*Short problem 1*. Copy the Vildhjarta forum thread word for word, from "Masstaden is one of the heaviest" up to and including "of dark atmosphere.".

*Document excerpt*.
►

I'm not defending any sides here, mind you - I'm simply observing a common tendency.


----------



## SamSam

One of the guitar players made a comment on that statement: "Playable guitars" when asked about the Invictus split. That doesn't mean much in itself but it seems a bit petty really.


----------



## Tang

nice rehearsal vid here.

vildhjarta - all these feelings (rehearsal recording) - YouTube!


----------



## MF_Kitten

Tang said:


> nice rehearsal vid here.
> 
> vildhjarta - all these feelings (rehearsal recording) - YouTube!



not even a single youtube comment asking WTF those numbers counting up are.

Do Vildhjarta just do random shit like this? i mean, the whole Thall thing for one, but a seemingly random and unexplained counter in the middle of a video just like that?


----------



## AngstRiddenDreams

God damn that is probably my favorite riff ever from after the beginning. So heavy, I love it.


----------



## morrowcosom

Masstaden is one of the heaviest CDs I have ever heard, as well as one of the creepiest, as well as containing some of the most out there riffs I have heard. 

I have to view this album from a doom metal perspective because it is so damn slow it is hard to groove to (nods head at 40bpm), and it has a great deal of dark atmosphere.


----------



## rippedflesh89

morrowcosom said:


> Masstaden is one of the creepiest, as well as containing some of the most out there riffs I have heard.



you should really check out Deathspell Omega, they are very dark and atmospheric and can send chills down your spine

also, for something heavy, creepy and "out there", check out Gorguts - From Wisdom to Hate; definitely one the heaviest albums I know of and is extremely unique and dark

i do agree though, Masstaden is very dark and heavy, muuuch better than their first release for sure


----------



## Tjore

I just covered Deceit! The song is fucked up to play, but man, it's awesome.
This is the Omnislash version, by the way.


----------



## The Beard

^ I can only imagine how many times you listened to that song to get everything memorized  
I give ya huge props on that, great cover


----------



## Tjore

^
Thanks man! Yeah, it did take me a while, to say the least. 
It's all learnt by ear too, so add even more time, haha!


----------



## Cyntex

Tjore said:


> I just covered Deceit! The song is fucked up to play, but man, it's awesome.
> This is the Omnislash version, by the way.




Nice, man. What gear did you use if you don't mind me asking.


----------



## Tjore

Cyntex said:


> What gear did you use


I used my Ibanez Premium 827Z with Dimarzio Crunchlab and Liquifire straight to an ENGL Blackmore, using a jack from its FX Loop into a Line 6 GuitarPort soundcard, then using an ENGL 4x12 impulse in Mixcraft 5, which I also used to record, on my crappy Acer laptop.


----------



## JulienM

Hey guys, from Masstaden tabs of hurglurk11 (on youtube) i cut Traces from his full album tabs, -> Traces.gp5 

^^' Thx to Hurglurk11


----------



## JonteJH

Rickard (hurglurk11) is a really cool guy =D


----------



## JulienM

yeah indeed ! really cool


----------



## seyd

Fred the Shred said:


> It's a clarification, which doesn't have any accusatory nature to it - that is, in my book, professional. It clearly states the company wouldn't accommodate a number of requested changes, and that this disagreement between company and band resulted in the termination of their relationship.

◄

*Record extracts*.
►

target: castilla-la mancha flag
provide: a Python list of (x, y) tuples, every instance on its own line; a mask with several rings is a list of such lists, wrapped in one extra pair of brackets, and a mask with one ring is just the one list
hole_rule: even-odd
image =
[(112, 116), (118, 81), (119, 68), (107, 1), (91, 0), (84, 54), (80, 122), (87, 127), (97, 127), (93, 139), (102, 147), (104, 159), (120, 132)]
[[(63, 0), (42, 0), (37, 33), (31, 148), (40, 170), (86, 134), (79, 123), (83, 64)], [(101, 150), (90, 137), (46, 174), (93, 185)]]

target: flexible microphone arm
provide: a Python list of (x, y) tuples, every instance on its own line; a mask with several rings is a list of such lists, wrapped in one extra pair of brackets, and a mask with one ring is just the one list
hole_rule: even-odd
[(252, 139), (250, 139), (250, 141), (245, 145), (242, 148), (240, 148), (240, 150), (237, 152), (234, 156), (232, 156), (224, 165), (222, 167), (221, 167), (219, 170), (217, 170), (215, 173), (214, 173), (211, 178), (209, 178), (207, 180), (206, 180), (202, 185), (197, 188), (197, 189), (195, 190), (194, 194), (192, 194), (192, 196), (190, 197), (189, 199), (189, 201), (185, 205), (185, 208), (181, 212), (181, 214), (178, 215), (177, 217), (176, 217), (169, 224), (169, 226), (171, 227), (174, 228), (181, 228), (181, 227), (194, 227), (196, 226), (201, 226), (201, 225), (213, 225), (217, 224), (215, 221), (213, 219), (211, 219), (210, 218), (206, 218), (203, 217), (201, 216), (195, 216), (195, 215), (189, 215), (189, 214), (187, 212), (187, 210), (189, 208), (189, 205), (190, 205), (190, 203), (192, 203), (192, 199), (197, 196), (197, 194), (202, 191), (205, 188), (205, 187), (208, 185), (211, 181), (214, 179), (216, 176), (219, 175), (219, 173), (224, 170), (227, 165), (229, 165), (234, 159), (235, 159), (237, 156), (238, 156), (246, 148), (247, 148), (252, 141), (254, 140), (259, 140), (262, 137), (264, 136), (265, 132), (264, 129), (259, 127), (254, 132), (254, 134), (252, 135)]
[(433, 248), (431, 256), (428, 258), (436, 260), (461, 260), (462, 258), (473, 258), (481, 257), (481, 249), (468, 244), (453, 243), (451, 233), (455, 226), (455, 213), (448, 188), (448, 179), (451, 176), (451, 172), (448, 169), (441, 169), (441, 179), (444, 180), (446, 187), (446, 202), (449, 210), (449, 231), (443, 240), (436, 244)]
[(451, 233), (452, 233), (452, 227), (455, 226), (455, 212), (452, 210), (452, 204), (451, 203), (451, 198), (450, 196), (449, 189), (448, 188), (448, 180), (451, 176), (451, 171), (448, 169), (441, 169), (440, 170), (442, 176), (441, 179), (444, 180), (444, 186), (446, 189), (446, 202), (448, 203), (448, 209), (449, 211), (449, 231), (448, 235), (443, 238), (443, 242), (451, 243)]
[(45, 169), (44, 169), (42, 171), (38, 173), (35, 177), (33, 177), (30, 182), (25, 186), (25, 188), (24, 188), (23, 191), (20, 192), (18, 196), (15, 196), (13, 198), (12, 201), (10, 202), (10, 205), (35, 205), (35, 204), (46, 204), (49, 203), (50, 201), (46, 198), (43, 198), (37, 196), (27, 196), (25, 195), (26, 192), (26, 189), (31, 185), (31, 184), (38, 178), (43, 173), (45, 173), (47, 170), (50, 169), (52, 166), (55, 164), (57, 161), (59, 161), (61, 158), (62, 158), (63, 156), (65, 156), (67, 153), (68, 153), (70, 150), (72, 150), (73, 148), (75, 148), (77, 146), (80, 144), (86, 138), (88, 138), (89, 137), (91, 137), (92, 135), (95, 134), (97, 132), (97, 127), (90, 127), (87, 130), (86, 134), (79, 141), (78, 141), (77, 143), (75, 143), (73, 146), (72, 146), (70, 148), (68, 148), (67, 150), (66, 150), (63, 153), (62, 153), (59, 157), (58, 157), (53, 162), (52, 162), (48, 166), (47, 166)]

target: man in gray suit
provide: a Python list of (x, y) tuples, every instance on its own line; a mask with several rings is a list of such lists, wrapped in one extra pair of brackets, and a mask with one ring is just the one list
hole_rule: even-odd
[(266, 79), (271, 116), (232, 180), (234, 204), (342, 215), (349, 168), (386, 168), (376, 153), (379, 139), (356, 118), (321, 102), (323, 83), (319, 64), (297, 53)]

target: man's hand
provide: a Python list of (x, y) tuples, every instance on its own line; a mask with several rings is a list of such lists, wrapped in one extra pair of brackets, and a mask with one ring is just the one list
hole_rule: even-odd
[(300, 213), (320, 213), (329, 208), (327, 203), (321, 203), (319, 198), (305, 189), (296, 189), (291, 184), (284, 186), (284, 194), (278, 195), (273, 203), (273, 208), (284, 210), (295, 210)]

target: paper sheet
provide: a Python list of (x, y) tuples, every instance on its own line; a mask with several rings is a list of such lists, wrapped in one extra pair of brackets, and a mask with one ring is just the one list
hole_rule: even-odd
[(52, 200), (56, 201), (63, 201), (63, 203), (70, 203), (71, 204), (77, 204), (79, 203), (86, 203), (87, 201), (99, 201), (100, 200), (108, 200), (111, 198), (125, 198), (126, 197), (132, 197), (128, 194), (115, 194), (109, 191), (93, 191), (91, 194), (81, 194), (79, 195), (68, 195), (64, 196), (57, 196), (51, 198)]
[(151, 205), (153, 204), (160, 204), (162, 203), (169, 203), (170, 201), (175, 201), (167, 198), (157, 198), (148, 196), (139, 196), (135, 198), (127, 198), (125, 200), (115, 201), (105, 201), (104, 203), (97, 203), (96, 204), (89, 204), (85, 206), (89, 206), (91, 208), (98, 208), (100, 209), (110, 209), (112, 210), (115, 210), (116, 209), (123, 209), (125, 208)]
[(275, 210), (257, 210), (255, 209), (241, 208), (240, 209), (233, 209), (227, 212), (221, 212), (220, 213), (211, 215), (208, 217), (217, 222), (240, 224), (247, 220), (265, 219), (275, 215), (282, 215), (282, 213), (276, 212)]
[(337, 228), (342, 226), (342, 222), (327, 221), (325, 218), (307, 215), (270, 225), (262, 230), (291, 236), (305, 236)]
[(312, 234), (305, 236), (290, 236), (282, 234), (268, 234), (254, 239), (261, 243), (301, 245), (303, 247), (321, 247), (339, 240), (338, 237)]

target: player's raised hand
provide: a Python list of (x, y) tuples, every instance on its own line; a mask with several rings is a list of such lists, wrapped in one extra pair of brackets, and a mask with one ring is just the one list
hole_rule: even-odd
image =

◄

*Short problem 2*. How many lines in the entries contain the word "target"? Reply with the number alone.

*Full response 1*.
Masstaden is one of the heaviest CDs I have ever heard, as well as one of the creepiest, as well as containing some of the most out there riffs I have heard. 

I have to view this album from a doom metal perspective because it is so damn slow it is hard to groove to (nods head at 40bpm), and it has a great deal of dark atmosphere.

*Full response 2*. 6